Find the line with "Target: carpeted floor". Repeat it and each line after it, exactly, down to the end of the records below.
##### Data to use
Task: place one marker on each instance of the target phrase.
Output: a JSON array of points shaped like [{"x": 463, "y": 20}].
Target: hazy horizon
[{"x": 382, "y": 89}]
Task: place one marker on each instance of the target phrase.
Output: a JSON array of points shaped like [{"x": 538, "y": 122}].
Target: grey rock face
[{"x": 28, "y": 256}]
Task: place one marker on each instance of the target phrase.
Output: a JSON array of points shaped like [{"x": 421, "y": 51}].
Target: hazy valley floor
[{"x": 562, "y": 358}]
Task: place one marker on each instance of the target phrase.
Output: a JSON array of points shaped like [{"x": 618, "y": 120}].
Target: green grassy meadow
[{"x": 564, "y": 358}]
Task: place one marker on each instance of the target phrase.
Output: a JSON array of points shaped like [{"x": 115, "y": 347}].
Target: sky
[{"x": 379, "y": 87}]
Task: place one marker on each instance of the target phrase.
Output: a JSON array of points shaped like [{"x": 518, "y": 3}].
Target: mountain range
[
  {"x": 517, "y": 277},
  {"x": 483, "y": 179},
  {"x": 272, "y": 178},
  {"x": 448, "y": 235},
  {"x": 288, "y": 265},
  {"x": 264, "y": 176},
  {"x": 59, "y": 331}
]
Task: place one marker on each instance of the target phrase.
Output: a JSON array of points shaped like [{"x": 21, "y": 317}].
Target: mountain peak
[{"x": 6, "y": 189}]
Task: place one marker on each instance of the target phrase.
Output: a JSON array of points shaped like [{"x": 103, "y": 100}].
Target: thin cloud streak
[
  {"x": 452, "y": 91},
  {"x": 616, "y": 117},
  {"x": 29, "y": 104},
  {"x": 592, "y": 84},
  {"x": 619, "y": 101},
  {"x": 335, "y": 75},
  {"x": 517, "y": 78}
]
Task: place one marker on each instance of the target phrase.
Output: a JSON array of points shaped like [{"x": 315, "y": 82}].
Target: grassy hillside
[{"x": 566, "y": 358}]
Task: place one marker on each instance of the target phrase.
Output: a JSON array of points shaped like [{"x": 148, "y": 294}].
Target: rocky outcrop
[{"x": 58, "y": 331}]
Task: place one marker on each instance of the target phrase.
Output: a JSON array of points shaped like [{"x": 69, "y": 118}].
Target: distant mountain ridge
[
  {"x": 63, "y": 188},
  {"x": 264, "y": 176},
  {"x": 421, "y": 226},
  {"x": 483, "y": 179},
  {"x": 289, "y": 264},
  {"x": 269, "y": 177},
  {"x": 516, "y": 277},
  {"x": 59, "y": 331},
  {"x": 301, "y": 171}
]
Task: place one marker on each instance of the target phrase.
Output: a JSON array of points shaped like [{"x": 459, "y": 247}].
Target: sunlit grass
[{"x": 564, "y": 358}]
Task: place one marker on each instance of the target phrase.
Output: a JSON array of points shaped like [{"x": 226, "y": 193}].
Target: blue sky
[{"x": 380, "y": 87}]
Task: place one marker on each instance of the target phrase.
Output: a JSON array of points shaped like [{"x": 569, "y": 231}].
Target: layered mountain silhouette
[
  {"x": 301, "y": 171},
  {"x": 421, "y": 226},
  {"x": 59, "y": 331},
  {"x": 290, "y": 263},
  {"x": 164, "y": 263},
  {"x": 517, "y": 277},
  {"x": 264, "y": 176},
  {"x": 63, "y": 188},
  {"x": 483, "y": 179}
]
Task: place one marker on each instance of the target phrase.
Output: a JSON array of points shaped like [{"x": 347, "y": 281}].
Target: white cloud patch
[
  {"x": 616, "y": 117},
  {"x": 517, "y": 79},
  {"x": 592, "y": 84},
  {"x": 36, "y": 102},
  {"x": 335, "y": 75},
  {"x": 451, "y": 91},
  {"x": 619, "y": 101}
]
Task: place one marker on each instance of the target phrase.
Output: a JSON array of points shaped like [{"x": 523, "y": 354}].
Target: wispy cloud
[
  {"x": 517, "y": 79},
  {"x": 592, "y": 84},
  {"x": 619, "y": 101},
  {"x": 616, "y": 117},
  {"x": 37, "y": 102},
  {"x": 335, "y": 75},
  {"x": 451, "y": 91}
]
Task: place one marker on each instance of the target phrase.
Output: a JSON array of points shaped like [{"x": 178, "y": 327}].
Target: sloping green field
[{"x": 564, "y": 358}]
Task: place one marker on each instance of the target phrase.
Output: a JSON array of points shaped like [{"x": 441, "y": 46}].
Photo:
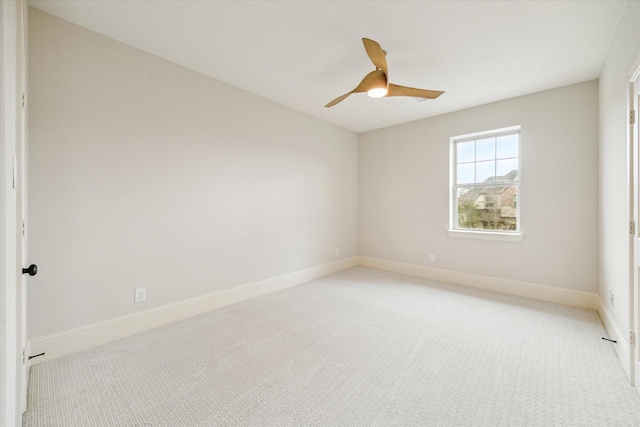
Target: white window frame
[{"x": 502, "y": 235}]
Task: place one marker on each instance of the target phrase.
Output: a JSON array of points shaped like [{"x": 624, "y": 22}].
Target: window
[{"x": 485, "y": 184}]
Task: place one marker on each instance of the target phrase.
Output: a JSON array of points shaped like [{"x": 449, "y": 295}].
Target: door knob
[{"x": 32, "y": 270}]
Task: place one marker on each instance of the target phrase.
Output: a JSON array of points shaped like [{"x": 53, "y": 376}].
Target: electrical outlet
[
  {"x": 611, "y": 297},
  {"x": 140, "y": 295}
]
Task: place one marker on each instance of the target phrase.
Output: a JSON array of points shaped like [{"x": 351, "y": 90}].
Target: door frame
[
  {"x": 11, "y": 143},
  {"x": 633, "y": 133}
]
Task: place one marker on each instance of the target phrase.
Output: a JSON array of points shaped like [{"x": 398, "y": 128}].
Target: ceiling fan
[{"x": 376, "y": 83}]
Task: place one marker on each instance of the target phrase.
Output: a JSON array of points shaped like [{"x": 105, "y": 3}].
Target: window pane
[
  {"x": 507, "y": 146},
  {"x": 465, "y": 174},
  {"x": 485, "y": 171},
  {"x": 488, "y": 208},
  {"x": 507, "y": 170},
  {"x": 486, "y": 149},
  {"x": 465, "y": 151}
]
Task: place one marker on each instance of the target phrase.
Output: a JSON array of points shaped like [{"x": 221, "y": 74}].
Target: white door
[{"x": 21, "y": 202}]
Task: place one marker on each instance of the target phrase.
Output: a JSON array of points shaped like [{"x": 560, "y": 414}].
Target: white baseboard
[
  {"x": 72, "y": 340},
  {"x": 511, "y": 287},
  {"x": 615, "y": 333}
]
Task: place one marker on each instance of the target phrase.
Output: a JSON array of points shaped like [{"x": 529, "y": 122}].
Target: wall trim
[
  {"x": 81, "y": 338},
  {"x": 512, "y": 287},
  {"x": 615, "y": 333}
]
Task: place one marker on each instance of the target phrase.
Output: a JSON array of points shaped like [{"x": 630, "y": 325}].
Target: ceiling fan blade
[
  {"x": 397, "y": 90},
  {"x": 372, "y": 80},
  {"x": 376, "y": 54},
  {"x": 338, "y": 100}
]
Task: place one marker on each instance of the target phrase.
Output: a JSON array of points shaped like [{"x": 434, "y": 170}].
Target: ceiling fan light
[{"x": 377, "y": 92}]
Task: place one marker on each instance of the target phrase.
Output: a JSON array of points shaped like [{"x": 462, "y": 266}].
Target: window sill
[{"x": 486, "y": 235}]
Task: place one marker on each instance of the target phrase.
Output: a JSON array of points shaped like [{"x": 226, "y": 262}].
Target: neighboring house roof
[{"x": 477, "y": 191}]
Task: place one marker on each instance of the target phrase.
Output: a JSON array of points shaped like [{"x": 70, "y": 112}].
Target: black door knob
[{"x": 32, "y": 270}]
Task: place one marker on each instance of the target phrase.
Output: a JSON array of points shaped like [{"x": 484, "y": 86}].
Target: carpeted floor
[{"x": 357, "y": 348}]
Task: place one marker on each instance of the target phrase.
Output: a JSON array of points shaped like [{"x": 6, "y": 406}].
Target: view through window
[{"x": 486, "y": 181}]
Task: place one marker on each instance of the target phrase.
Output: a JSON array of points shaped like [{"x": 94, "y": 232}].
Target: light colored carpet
[{"x": 357, "y": 348}]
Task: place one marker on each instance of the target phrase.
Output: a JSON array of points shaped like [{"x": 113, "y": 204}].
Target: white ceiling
[{"x": 302, "y": 54}]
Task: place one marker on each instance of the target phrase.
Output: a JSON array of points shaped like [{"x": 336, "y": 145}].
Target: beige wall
[
  {"x": 404, "y": 191},
  {"x": 614, "y": 237},
  {"x": 146, "y": 174}
]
##########
▸ Task result
Target: carpeted floor
[{"x": 357, "y": 348}]
Task: place one marker on each instance of the target phrase.
Output: a JSON array of points shaped like [{"x": 6, "y": 406}].
Target: view through window
[{"x": 486, "y": 181}]
Task: place one marker on each instance of the target phrase.
Output: a JSON array of points shaped like [{"x": 94, "y": 232}].
Target: light colored carpet
[{"x": 357, "y": 348}]
Task: place one marker on each instance of the target phrase.
Output: a JSON array of points shaped like [{"x": 113, "y": 204}].
Target: white ceiling
[{"x": 302, "y": 54}]
Task: place one marker on each instance of the target phrase.
Output: a JSON array of points shaped like [{"x": 336, "y": 145}].
Target: beige wall
[
  {"x": 404, "y": 191},
  {"x": 614, "y": 237},
  {"x": 146, "y": 174}
]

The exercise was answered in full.